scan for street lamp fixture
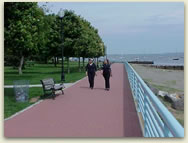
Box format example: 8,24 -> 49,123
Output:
58,8 -> 65,81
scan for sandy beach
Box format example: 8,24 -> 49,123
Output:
131,64 -> 184,94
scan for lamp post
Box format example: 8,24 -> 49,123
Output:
58,8 -> 65,81
105,46 -> 107,59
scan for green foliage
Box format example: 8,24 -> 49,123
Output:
4,2 -> 105,73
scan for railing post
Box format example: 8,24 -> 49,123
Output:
143,93 -> 148,137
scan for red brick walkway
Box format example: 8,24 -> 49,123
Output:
4,64 -> 142,137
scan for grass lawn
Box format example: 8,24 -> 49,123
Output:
4,62 -> 85,118
4,87 -> 43,118
4,62 -> 85,85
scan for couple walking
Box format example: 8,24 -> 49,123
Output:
86,59 -> 112,90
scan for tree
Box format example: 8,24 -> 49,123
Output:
4,2 -> 43,74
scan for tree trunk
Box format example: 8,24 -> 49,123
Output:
82,57 -> 85,69
18,56 -> 24,75
57,57 -> 59,64
97,58 -> 99,68
78,57 -> 81,72
54,57 -> 57,67
44,57 -> 48,64
67,57 -> 70,74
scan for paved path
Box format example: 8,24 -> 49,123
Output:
4,83 -> 74,88
4,64 -> 142,137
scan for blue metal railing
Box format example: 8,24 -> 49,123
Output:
125,62 -> 184,137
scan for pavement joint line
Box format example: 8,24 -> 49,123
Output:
4,76 -> 87,121
4,83 -> 74,88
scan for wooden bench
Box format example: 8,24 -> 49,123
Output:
40,78 -> 65,99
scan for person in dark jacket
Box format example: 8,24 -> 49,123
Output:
101,59 -> 112,90
86,59 -> 97,89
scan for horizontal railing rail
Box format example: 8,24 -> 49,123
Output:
125,62 -> 184,137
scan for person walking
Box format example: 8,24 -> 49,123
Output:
86,59 -> 97,89
101,59 -> 112,91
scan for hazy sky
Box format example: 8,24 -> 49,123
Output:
38,2 -> 184,54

+ + + + + + +

Substitute "locate" for "scan for" everywhere in the material above and reproduce it with nothing else changed. Leave the picture out of your copy.

locate street lamp fixture
Box format example: 8,24 -> 49,123
Output:
58,8 -> 65,81
locate sandy beach
Box format example: 8,24 -> 49,123
Output:
131,64 -> 184,94
locate lamp post
Box format example: 8,24 -> 49,123
Output:
58,8 -> 65,81
105,46 -> 107,59
locate green foliage
Box format example: 8,24 -> 49,123
Output:
4,2 -> 105,73
locate railing post
Box format example: 8,24 -> 49,123
Output:
143,93 -> 148,137
locate red brick walkway
Box format example: 8,24 -> 49,123
Output:
4,64 -> 142,137
locate grass lawn
Box format example: 8,24 -> 49,123
Output:
4,62 -> 85,118
4,87 -> 43,118
4,62 -> 85,85
locate couple walking
Box format example: 8,24 -> 49,123
Output:
86,59 -> 112,90
locate tree
Box format example: 8,24 -> 49,123
Output:
4,2 -> 43,74
locate tree trunk
Box format example: 8,24 -> 49,123
Output:
82,57 -> 85,69
18,56 -> 24,75
57,57 -> 59,64
97,58 -> 99,68
78,57 -> 81,72
54,57 -> 57,67
44,57 -> 48,64
67,57 -> 70,74
locate paved path
Box format example: 8,24 -> 49,123
Output:
4,83 -> 74,88
4,64 -> 142,137
locate blue metal railing
Box format example: 8,24 -> 49,123
Output:
125,62 -> 184,137
locate pavement joint line
Box format example: 8,24 -> 49,123
Output:
4,76 -> 87,121
4,83 -> 74,88
locate wooden bench
Box format example: 8,24 -> 49,123
Output:
40,78 -> 65,99
locate person in dark jacket
Box format example: 8,24 -> 49,123
Output:
101,59 -> 112,90
86,59 -> 97,89
locate horizontal railing rail
Box format example: 8,24 -> 49,123
Output:
125,62 -> 184,137
locate person walking
Box format example: 8,24 -> 49,123
Output:
86,59 -> 97,89
101,59 -> 112,91
locate hazy sky
Box format example: 8,24 -> 49,123
Output:
38,2 -> 184,54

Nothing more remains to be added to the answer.